Given records:
--
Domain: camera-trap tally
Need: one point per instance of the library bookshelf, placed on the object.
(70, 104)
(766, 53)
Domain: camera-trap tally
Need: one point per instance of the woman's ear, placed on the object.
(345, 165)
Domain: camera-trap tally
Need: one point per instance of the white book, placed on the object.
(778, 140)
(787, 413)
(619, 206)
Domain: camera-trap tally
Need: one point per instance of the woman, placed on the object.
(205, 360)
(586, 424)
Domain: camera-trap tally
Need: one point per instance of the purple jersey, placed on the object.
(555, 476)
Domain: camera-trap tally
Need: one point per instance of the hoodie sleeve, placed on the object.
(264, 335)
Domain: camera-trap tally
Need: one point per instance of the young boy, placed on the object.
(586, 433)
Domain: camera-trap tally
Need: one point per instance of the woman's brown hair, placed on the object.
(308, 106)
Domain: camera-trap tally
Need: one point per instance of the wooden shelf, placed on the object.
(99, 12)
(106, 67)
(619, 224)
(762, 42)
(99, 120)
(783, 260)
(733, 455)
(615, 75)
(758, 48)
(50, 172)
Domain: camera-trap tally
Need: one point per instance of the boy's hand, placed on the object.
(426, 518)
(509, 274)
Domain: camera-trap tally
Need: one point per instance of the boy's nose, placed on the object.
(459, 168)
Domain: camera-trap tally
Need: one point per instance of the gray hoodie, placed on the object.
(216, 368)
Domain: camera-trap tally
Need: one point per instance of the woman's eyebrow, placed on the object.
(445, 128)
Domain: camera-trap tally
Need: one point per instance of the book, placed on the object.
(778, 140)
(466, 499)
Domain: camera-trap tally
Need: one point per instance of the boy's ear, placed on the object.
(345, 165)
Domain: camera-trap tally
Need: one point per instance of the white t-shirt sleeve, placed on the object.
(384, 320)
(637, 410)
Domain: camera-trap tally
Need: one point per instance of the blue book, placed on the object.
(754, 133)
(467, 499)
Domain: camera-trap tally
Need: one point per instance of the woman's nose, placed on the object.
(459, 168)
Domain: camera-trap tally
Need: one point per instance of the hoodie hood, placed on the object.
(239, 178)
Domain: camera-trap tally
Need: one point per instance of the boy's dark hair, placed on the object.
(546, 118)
--
Stated exercise:
Locate every line in the records above that contains the string "nose", and copy each of those lines.

The output:
Need: one point per instance of the boy's nose, placed on the object.
Need: one point per instance of the woman's nose, placed on the object.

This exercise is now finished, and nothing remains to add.